Rewrite every one of the records below, replacing "exterior ring" with "outer boundary" and keeping everything else the same. Omit the pictures from your answer.

===== SUPPLIED DATA

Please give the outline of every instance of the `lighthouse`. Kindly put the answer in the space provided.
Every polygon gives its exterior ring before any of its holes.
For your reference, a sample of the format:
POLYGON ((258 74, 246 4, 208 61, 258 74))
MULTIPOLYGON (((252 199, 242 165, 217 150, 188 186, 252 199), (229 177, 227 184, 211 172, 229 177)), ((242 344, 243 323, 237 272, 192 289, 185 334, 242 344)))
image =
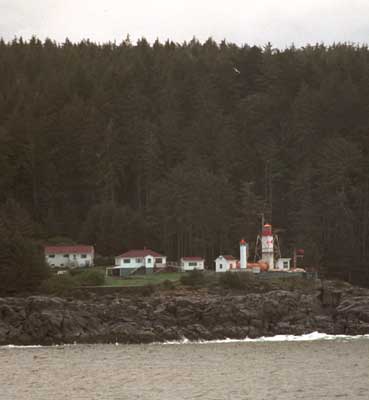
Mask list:
POLYGON ((244 239, 240 241, 240 269, 246 270, 247 268, 247 243, 244 239))
POLYGON ((272 225, 265 224, 261 233, 261 257, 274 269, 274 243, 272 225))

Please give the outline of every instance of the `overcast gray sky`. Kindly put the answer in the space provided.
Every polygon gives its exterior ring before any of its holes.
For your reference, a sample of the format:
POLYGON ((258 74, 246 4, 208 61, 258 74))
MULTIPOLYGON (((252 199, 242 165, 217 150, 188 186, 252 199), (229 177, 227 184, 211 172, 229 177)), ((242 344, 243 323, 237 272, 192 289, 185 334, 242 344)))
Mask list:
POLYGON ((0 0, 0 36, 367 43, 369 0, 0 0))

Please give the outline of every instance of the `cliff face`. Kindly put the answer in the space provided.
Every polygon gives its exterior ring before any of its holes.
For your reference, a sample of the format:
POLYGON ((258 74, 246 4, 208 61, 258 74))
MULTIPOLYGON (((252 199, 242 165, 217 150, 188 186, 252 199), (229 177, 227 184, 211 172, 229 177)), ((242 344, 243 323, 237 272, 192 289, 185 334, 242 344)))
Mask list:
POLYGON ((241 339, 312 331, 369 333, 369 289, 324 282, 311 293, 0 298, 1 345, 241 339))

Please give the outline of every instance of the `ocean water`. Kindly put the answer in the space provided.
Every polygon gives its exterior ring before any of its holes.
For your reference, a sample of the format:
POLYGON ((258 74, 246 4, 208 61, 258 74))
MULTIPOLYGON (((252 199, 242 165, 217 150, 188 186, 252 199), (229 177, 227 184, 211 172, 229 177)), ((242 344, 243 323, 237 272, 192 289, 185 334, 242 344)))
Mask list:
POLYGON ((1 400, 369 399, 369 335, 0 347, 1 400))

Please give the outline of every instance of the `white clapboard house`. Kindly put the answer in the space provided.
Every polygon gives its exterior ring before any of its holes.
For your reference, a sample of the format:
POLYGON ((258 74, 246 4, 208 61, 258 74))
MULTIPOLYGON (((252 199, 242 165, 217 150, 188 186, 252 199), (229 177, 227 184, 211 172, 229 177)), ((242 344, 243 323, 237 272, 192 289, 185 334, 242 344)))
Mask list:
POLYGON ((215 272, 226 272, 237 268, 237 259, 230 255, 220 255, 215 260, 215 272))
POLYGON ((152 273, 166 267, 167 257, 151 249, 130 250, 115 257, 115 266, 107 269, 112 276, 126 276, 141 271, 152 273))
POLYGON ((203 257, 182 257, 181 258, 181 271, 203 271, 205 259, 203 257))
POLYGON ((94 265, 93 246, 45 246, 45 259, 50 267, 76 268, 94 265))

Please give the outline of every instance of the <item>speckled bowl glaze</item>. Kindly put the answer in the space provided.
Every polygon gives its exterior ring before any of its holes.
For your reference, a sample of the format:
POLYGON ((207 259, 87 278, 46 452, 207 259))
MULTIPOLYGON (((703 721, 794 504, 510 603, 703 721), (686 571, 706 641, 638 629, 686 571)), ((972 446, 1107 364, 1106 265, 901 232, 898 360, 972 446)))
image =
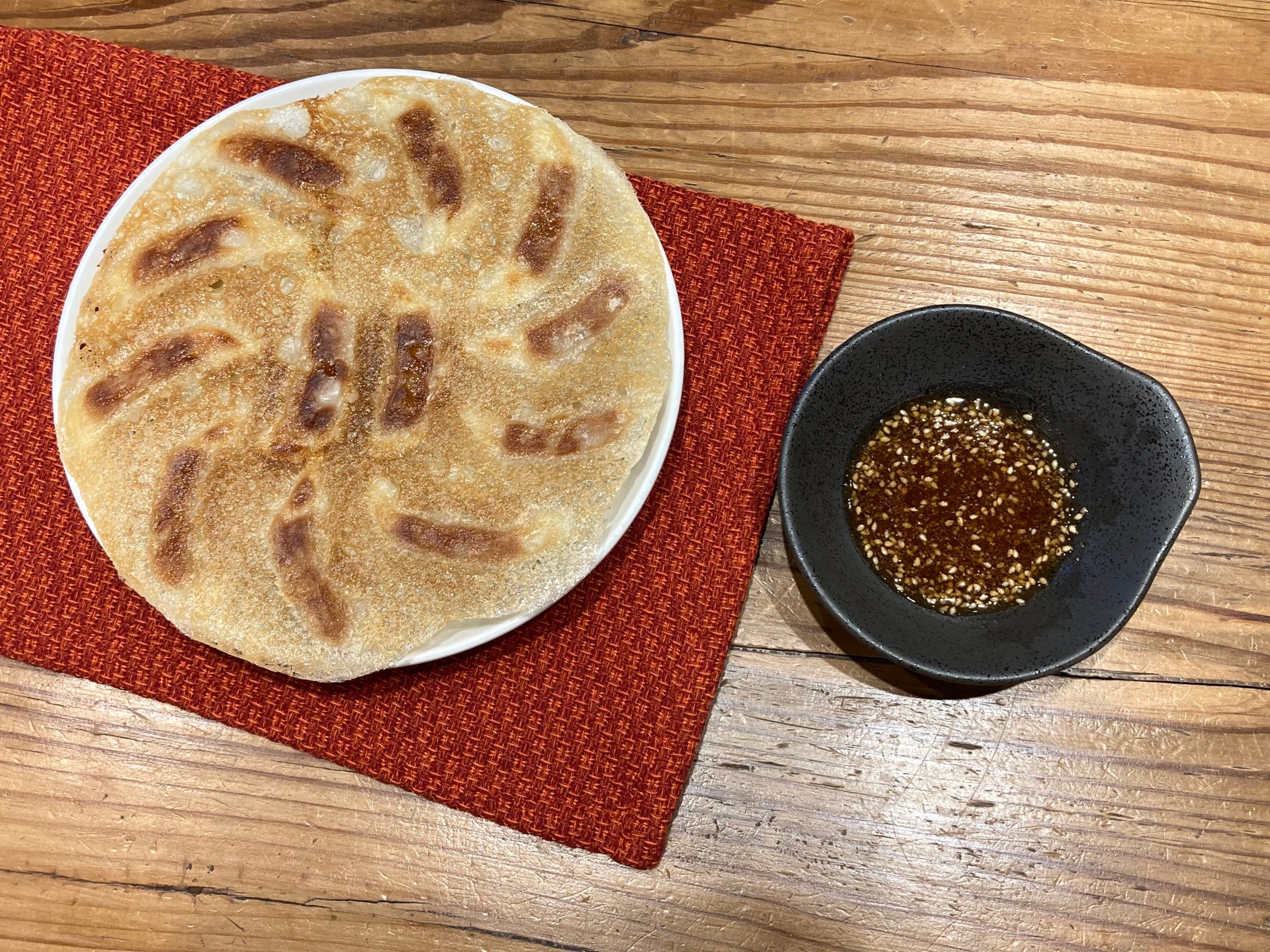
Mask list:
POLYGON ((1008 311, 906 311, 829 354, 799 395, 780 461, 794 559, 824 607, 886 658, 960 684, 1010 684, 1076 664, 1129 619, 1199 496, 1186 420, 1158 382, 1008 311), (1026 604, 945 616, 904 598, 847 526, 857 442, 892 409, 932 393, 1033 413, 1088 509, 1074 551, 1026 604))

==========

→ **THE RESPONSE**:
Please give the outline of every instance of the `lighthouse`. Kindly put the answer in the space provided.
Every polygon gives its outer boundary before any of its holes.
For your reference, a sample of the format:
POLYGON ((258 74, 246 4, 208 61, 258 74))
MULTIPOLYGON (((252 199, 242 165, 217 150, 188 186, 252 199), (229 177, 227 184, 211 172, 229 177)), ((242 344, 243 323, 237 272, 192 289, 185 334, 242 344)))
image =
Mask list:
POLYGON ((244 239, 240 241, 240 269, 246 270, 247 268, 247 243, 244 239))
POLYGON ((272 225, 265 224, 261 233, 261 257, 274 269, 274 243, 272 225))

Please give the outline of every instance of the `overcast gray sky`. Kindly put the answer in the space provided.
Every polygon gives its outer boundary before any of its holes.
For your reference, a sample of the format:
POLYGON ((258 74, 246 4, 208 61, 258 74))
MULTIPOLYGON (((252 199, 242 165, 217 150, 188 186, 252 199), (229 177, 227 184, 211 172, 229 177)), ((242 344, 243 323, 237 272, 192 289, 185 334, 242 344)))
Mask list:
POLYGON ((0 0, 0 36, 367 43, 369 0, 0 0))

Please give the outline of every instance of the `cliff face`. Kindly put the answer in the space provided.
Every polygon gives its outer boundary before any of its holes.
For your reference, a sample of the format:
POLYGON ((258 74, 246 4, 208 61, 258 74))
MULTIPOLYGON (((252 199, 242 165, 217 150, 188 186, 252 199), (229 177, 227 184, 211 172, 229 177)), ((242 344, 243 323, 237 272, 192 289, 185 334, 242 344)))
Mask list:
POLYGON ((241 339, 312 331, 369 333, 369 289, 324 282, 311 293, 0 298, 1 345, 241 339))

Please give the outline of every instance of the `ocean water`. Kindly put the answer in the space provided.
Every polygon gives its outer boundary before any of its holes.
For your reference, a sample of the format:
POLYGON ((258 74, 246 4, 208 61, 258 74))
MULTIPOLYGON (((252 199, 242 165, 217 150, 188 186, 252 199), (229 177, 227 184, 211 172, 229 177)), ((242 344, 243 323, 237 272, 192 289, 185 334, 242 344)))
Mask list:
POLYGON ((1 400, 369 399, 369 335, 0 347, 1 400))

Please give the outline of every instance of the `white clapboard house`. Kindly put the answer in the space provided.
Every polygon gives its outer boundary before any of its holes.
For your reference, a sample of the format:
POLYGON ((258 74, 246 4, 208 61, 258 74))
MULTIPOLYGON (((252 199, 242 165, 217 150, 188 186, 252 199), (229 177, 227 184, 211 172, 229 177)), ((242 344, 243 323, 237 272, 192 289, 185 334, 242 344)))
Mask list:
POLYGON ((215 272, 226 272, 237 268, 237 259, 230 255, 220 255, 215 260, 215 272))
POLYGON ((152 273, 166 267, 167 257, 151 249, 130 250, 115 257, 115 266, 107 269, 112 276, 126 276, 141 271, 152 273))
POLYGON ((203 257, 182 257, 181 258, 181 271, 203 271, 205 259, 203 257))
POLYGON ((94 265, 93 246, 45 246, 45 259, 50 267, 76 268, 94 265))

Please give the outline of every instance of the <item>speckled bowl glaze</item>. Kindly put the answer in the space provided.
Every polygon gives its outer boundary before any of its holes.
For your reference, a sample of the format:
POLYGON ((207 259, 87 278, 46 452, 207 259))
MULTIPOLYGON (((703 721, 794 504, 510 603, 703 721), (686 571, 706 641, 638 629, 686 571)), ((972 446, 1107 364, 1106 265, 901 232, 898 360, 972 446)))
image =
Mask list:
POLYGON ((1008 311, 906 311, 829 354, 799 395, 780 461, 794 559, 824 607, 886 658, 960 684, 1010 684, 1076 664, 1129 619, 1199 496, 1186 420, 1158 382, 1008 311), (1026 604, 945 616, 904 598, 847 526, 857 442, 892 409, 932 393, 1033 413, 1088 509, 1074 551, 1026 604))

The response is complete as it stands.